═══ Provided entries ═══

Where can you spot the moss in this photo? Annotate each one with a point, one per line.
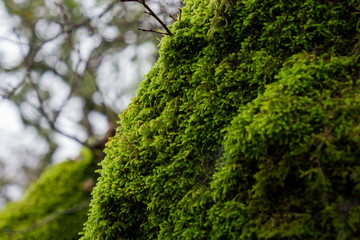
(246, 128)
(54, 207)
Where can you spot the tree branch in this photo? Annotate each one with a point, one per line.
(151, 12)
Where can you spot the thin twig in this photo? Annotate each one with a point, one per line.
(150, 30)
(151, 12)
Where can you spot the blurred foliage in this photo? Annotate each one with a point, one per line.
(78, 64)
(55, 206)
(247, 127)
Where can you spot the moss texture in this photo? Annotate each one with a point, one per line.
(247, 127)
(55, 206)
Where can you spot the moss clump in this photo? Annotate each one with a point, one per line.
(247, 127)
(54, 207)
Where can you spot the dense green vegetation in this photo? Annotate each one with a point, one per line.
(55, 206)
(247, 127)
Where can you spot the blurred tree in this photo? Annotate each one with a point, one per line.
(70, 67)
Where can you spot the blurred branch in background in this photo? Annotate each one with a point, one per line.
(68, 67)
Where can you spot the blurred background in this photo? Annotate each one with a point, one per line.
(67, 69)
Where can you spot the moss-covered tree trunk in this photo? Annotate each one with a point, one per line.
(247, 127)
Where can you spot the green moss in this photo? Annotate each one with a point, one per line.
(54, 207)
(247, 127)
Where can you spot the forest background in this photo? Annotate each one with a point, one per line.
(67, 69)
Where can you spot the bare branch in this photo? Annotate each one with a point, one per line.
(149, 30)
(151, 12)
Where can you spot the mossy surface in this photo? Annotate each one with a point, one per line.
(54, 207)
(247, 127)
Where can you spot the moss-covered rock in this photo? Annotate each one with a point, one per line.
(55, 206)
(247, 127)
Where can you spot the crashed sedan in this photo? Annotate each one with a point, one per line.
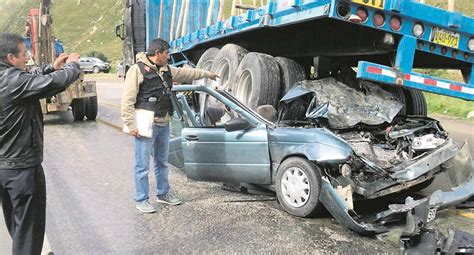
(328, 146)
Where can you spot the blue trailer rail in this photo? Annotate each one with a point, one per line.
(423, 36)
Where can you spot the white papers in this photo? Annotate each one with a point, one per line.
(143, 122)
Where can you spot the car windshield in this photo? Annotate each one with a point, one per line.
(236, 101)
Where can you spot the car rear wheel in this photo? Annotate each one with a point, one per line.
(298, 186)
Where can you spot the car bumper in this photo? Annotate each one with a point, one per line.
(459, 170)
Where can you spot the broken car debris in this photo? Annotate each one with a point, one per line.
(390, 153)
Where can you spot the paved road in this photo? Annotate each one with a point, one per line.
(88, 167)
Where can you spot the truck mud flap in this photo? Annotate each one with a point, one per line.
(340, 211)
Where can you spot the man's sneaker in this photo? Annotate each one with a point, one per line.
(145, 207)
(168, 199)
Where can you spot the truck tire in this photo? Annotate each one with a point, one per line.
(257, 80)
(298, 186)
(416, 102)
(138, 25)
(225, 65)
(290, 73)
(78, 109)
(91, 108)
(399, 94)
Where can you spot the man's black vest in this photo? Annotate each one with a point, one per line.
(155, 93)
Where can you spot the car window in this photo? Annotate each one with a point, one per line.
(207, 110)
(213, 112)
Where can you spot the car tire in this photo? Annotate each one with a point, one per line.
(298, 186)
(257, 80)
(225, 65)
(416, 102)
(78, 109)
(290, 73)
(91, 108)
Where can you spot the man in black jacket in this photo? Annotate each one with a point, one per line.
(22, 183)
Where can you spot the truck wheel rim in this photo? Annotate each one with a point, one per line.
(244, 88)
(295, 187)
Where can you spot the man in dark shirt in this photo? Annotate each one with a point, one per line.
(22, 183)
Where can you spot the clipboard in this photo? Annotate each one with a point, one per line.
(144, 122)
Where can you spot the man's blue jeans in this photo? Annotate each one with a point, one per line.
(158, 147)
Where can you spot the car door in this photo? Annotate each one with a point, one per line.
(210, 153)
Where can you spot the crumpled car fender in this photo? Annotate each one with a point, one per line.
(340, 211)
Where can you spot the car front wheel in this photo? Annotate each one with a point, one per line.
(298, 186)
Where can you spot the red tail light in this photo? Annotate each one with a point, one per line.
(395, 23)
(378, 19)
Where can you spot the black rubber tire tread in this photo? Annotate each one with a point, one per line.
(138, 25)
(265, 75)
(421, 186)
(206, 57)
(78, 109)
(92, 107)
(399, 94)
(313, 206)
(233, 54)
(416, 102)
(290, 73)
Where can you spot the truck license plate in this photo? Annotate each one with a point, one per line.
(445, 37)
(379, 4)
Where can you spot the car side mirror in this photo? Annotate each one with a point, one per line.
(121, 31)
(236, 124)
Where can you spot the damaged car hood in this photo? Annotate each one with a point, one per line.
(345, 106)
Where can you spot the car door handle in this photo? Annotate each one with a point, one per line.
(191, 138)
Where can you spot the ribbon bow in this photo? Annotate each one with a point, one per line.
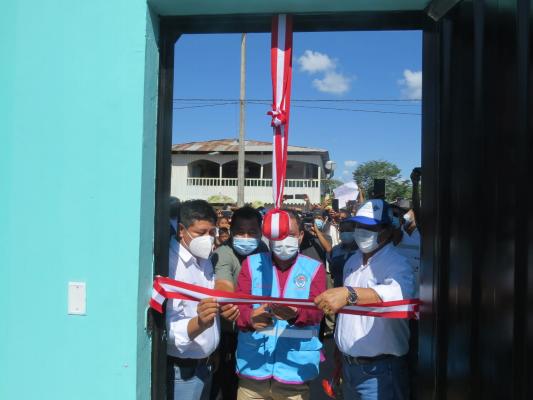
(279, 118)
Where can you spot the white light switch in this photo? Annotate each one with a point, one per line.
(76, 298)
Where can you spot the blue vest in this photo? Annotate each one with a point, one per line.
(284, 352)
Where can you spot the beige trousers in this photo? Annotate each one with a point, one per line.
(270, 389)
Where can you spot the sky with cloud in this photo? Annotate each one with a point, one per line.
(350, 73)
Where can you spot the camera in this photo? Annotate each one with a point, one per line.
(308, 220)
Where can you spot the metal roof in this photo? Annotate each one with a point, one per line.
(232, 146)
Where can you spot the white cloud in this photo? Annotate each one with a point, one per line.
(411, 84)
(350, 163)
(314, 61)
(333, 82)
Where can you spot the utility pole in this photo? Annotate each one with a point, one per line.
(240, 160)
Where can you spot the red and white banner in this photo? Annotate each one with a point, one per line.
(166, 288)
(281, 68)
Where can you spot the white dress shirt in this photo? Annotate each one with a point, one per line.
(409, 247)
(391, 276)
(183, 266)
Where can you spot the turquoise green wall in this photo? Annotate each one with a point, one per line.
(77, 149)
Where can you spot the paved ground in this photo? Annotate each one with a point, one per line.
(326, 370)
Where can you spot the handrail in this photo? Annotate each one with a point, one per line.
(252, 182)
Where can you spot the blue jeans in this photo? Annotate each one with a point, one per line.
(385, 379)
(189, 383)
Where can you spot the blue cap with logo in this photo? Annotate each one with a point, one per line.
(372, 212)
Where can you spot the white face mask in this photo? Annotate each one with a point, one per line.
(366, 240)
(285, 249)
(201, 246)
(408, 219)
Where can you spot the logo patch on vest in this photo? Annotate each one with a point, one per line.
(300, 281)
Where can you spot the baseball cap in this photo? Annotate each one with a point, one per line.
(372, 212)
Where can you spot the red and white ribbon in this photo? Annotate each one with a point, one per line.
(166, 288)
(281, 68)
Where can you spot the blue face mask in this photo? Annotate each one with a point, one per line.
(245, 246)
(346, 237)
(319, 223)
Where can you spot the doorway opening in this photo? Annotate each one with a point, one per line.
(196, 156)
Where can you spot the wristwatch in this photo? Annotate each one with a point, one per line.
(352, 296)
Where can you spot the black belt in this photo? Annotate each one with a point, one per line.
(189, 362)
(366, 360)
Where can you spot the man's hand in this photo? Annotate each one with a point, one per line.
(230, 312)
(332, 300)
(207, 311)
(284, 312)
(260, 317)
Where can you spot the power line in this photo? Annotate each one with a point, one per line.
(350, 109)
(251, 102)
(198, 99)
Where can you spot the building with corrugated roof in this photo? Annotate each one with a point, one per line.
(201, 170)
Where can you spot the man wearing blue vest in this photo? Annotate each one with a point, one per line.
(278, 351)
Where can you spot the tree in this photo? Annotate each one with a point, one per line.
(330, 184)
(395, 186)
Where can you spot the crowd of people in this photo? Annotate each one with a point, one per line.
(365, 255)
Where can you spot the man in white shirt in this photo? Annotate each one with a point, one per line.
(193, 327)
(374, 349)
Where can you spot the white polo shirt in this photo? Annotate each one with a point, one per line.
(391, 276)
(183, 266)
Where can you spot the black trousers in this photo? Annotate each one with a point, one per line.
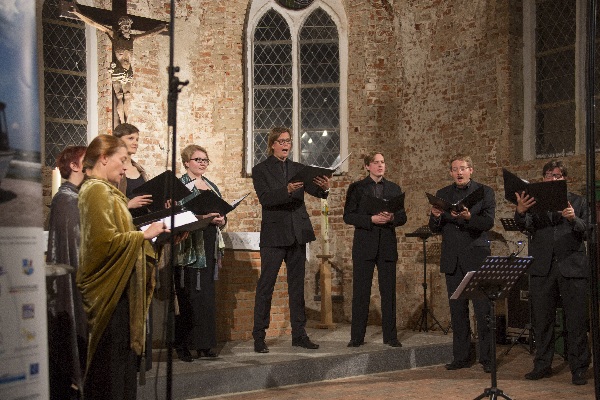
(459, 314)
(362, 279)
(544, 293)
(195, 326)
(112, 371)
(271, 259)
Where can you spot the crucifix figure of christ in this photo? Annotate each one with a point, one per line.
(117, 25)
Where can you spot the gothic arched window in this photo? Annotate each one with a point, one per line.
(296, 68)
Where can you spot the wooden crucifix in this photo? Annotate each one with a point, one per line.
(117, 25)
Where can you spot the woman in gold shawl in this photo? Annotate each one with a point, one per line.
(115, 283)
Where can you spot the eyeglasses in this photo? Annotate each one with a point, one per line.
(200, 160)
(461, 169)
(551, 175)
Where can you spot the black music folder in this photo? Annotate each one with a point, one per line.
(549, 196)
(374, 205)
(159, 187)
(208, 202)
(310, 172)
(468, 202)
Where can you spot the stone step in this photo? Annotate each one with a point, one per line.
(239, 369)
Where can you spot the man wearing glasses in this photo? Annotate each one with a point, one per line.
(465, 245)
(285, 230)
(559, 271)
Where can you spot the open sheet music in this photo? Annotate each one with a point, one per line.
(549, 196)
(185, 221)
(373, 205)
(159, 187)
(468, 202)
(310, 172)
(208, 202)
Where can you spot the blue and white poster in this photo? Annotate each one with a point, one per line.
(23, 326)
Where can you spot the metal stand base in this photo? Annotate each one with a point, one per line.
(516, 341)
(492, 393)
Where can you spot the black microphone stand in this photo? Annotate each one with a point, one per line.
(175, 86)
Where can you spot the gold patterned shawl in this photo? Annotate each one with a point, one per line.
(112, 261)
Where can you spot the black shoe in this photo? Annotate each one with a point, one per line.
(579, 378)
(454, 365)
(487, 367)
(184, 355)
(206, 353)
(260, 347)
(539, 373)
(355, 343)
(305, 342)
(394, 343)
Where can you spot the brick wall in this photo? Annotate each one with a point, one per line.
(235, 297)
(427, 79)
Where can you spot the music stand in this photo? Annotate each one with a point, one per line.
(492, 281)
(510, 225)
(425, 233)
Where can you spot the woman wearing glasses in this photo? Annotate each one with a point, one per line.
(198, 260)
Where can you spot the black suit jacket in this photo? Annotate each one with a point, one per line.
(465, 243)
(556, 237)
(284, 216)
(369, 238)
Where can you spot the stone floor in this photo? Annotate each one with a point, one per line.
(338, 372)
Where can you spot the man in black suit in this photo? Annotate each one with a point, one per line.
(465, 246)
(374, 244)
(559, 270)
(285, 230)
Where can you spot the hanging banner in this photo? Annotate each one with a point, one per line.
(23, 319)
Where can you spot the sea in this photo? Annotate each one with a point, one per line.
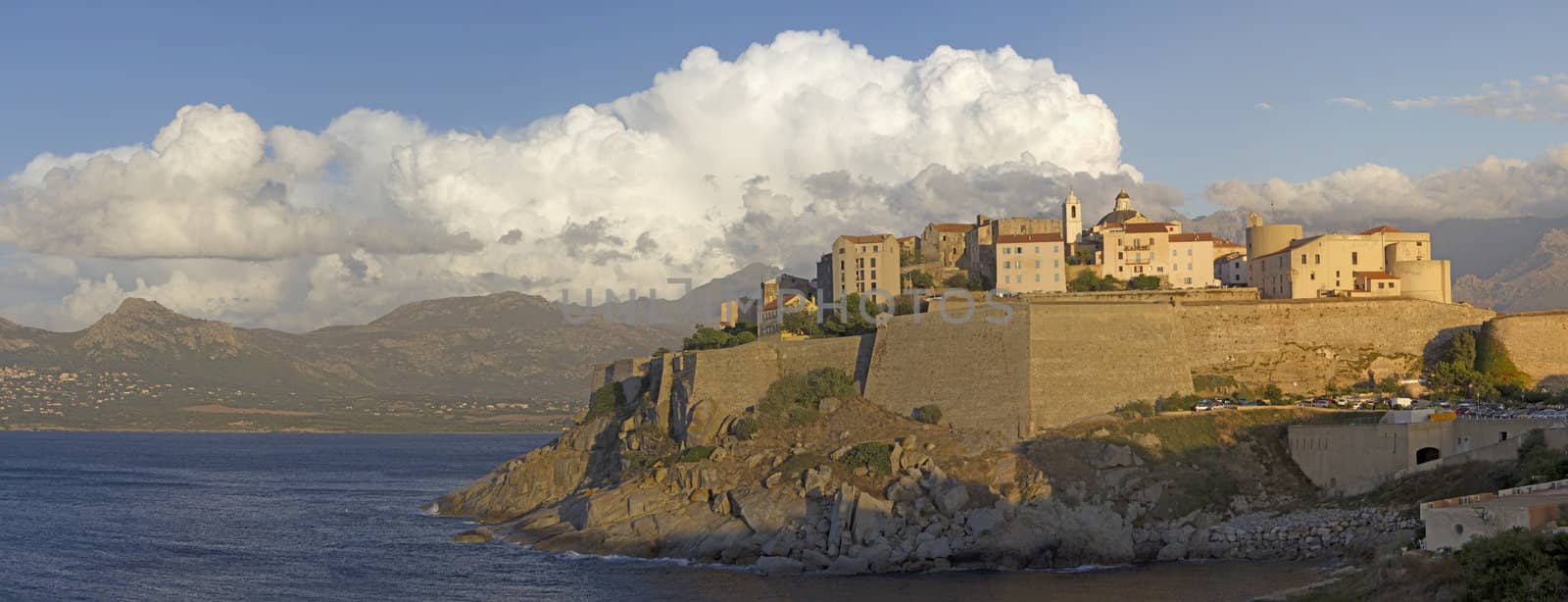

═══

- Required work:
Extract only the lines from the line containing "Where can you spot the black music" through the final line of the listing above, unchanged; pictures stay out of the copy.

- Output:
Where can you spot the black music folder in this photo? Annotate each one with a point, one per line.
(549, 196)
(374, 205)
(159, 187)
(208, 202)
(310, 172)
(468, 202)
Where can you spot the stone step in this photo? Annotate each one with a point, one per line.
(239, 369)
Where can you spot the man wearing glasses in this photo? Annotate each one with a point, one per line.
(465, 245)
(285, 230)
(559, 271)
Where can you spot the open sheet music in this photo? Annotate each one with a point, one per line.
(549, 196)
(185, 221)
(373, 205)
(159, 187)
(468, 202)
(310, 172)
(208, 202)
Where can you spot the blue and white poster in this photo? Annotate each one with a point, one per line.
(23, 326)
Where can you spot the metal stand base in this photo? Annotate each one with a point, one per line.
(516, 341)
(492, 393)
Where can you spot the black microphone stand in this photo? Annotate each one with a point, one per line.
(175, 86)
Where can you spot the gold patterned shawl in this photo? Annotate each one with a point, one per line.
(112, 261)
Where can you spot the black shoe in this photo? Annotate each one with a point, one per line.
(579, 378)
(454, 365)
(487, 367)
(184, 355)
(206, 353)
(260, 347)
(539, 373)
(355, 343)
(305, 342)
(394, 343)
Where can you spot the brick wall in this photo? Annotate each one with a point, one per line.
(235, 297)
(427, 79)
Where can you spot the music stand in this photo? Annotate each one with a point, one per line.
(492, 281)
(510, 225)
(425, 233)
Where can you spot the woman wearing glasses in this photo? Annotate each one with a point, one per line.
(198, 260)
Where can you spot the black suit jacket in this photo? Annotate each one with a point, one per line.
(465, 243)
(556, 237)
(284, 216)
(369, 238)
Where can you spot the stone floor in this photo? Annotate each one with a point, one per line.
(338, 372)
Where can you spot the man in black suit in this photo? Annotate each one with a point, one per line.
(465, 246)
(374, 244)
(559, 270)
(285, 230)
Where can you spot the hanging banner in this photo? Annotate each one with a point, one per line.
(23, 319)
Where can you spot the sea in this photo? Annotate each one with a point, one per line.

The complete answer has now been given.